**Provided text**
====================
Power-generating rubber films developed by Princeton University engineers could harness natural body movements such as breathing and walking to power pacemakers, mobile phones and other electronic devices.
The material, composed of ceramic nanoribbons embedded onto silicone rubber sheets, generates electricity when flexed and is highly efficient at converting mechanical energy to electrical energy. Shoes made of the material may one day harvest the pounding of walking and running to power mobile electrical devices. Placed against the lungs, sheets of the material could use breathing motions to power pacemakers, obviating the current need for surgical replacement of the batteries that power the devices.
A paper on the new material, titled "Piezoelectric Ribbons Printed Onto Rubber for Flexible Energy Conversion," was published online Jan. 26 in Nano Letters, a journal of the American Chemical Society. The research was funded by the U.S. Intelligence Community, a cooperative of federal intelligence and national security agencies.
The Princeton team is the first to successfully combine silicone and nanoribbons of lead zirconate titanate (PZT), a ceramic material that is piezoelectric, meaning it generates an electrical voltage when pressure is applied to it. Of all piezoelectric materials, PZT is the most efficient, able to convert 80 percent of the mechanical energy applied to it into electrical energy.
"PZT is 100 times more efficient than quartz, another piezoelectric material," said Michael McAlpine, an assistant professor of mechanical and aerospace engineering at Princeton, who led the project. "You don't generate that much power from walking or breathing, so you want to harness it as efficiently as possible."
====================
**Recorded data**
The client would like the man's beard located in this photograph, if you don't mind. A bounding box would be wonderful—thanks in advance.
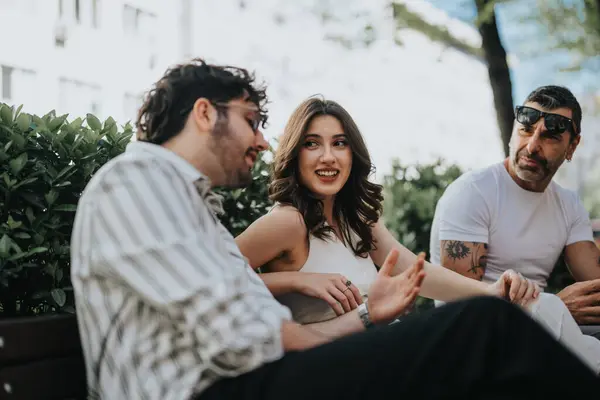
[511,148,562,182]
[211,117,252,189]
====================
**Check your understanding**
A. Translate into Spanish this sentence from the article on power-generating rubber films: "Of all piezoelectric materials, PZT is the most efficient, able to convert 80 percent of the mechanical energy applied to it into electrical energy."
B. Reproduce the part of the article on power-generating rubber films starting with "The Princeton team" and going on through "into electrical energy.", substituting "ceramic compound" for "ceramic material".
C. Carry the article on power-generating rubber films forward from its final sentence.

**Outputs by task**
A. De todos los materiales piezoeléctricos, el PZT es el más eficiente, capaz de convertir el 80 por ciento de la energía mecánica que se le aplica en energía eléctrica.

B.
The Princeton team is the first to successfully combine silicone and nanoribbons of lead zirconate titanate (PZT), a ceramic compound that is piezoelectric, meaning it generates an electrical voltage when pressure is applied to it. Of all piezoelectric materials, PZT is the most efficient, able to convert 80 percent of the mechanical energy applied to it into electrical energy.

C.
Fabrication starts with the researchers producing PZT nanoribbons -- strips so narrow that 100 fit side-by-side in a space of a millimeter. In a separate process, they embedded these ribbons into clear sheets of silicone rubber, creating what they call "piezo-rubber chips." Silicone, which is used for cosmetic implants and medical devices, already is biocompatible. "The new electricity-harvesting devices could be implanted in the body to perpetually power medical devices, and the body wouldn't reject them," McAlpine said.
In addition to generating electricity when it is flexed, the opposite is true: The material flexes when electrical current is applied to it. This opens the door to other kinds of applications, such as use for microsurgical devices, McAlpine said.
"The beauty of this is that it's scalable," said Yi Qi, a postdoctoral researcher who works with McAlpine. "As we get better at making these chips, we'll be able to make larger and larger sheets of them that will harvest more energy."
Qi and McAlpine collaborated with Habib Ahmad of the California Institute of Technology along with Noah Jafferis, a Princeton graduate student in electrical engineering; Kenneth Lyons Jr., an undergraduate at Morehouse College who worked in McAlpine's lab; and Christine Lee, an undergraduate at Princeton.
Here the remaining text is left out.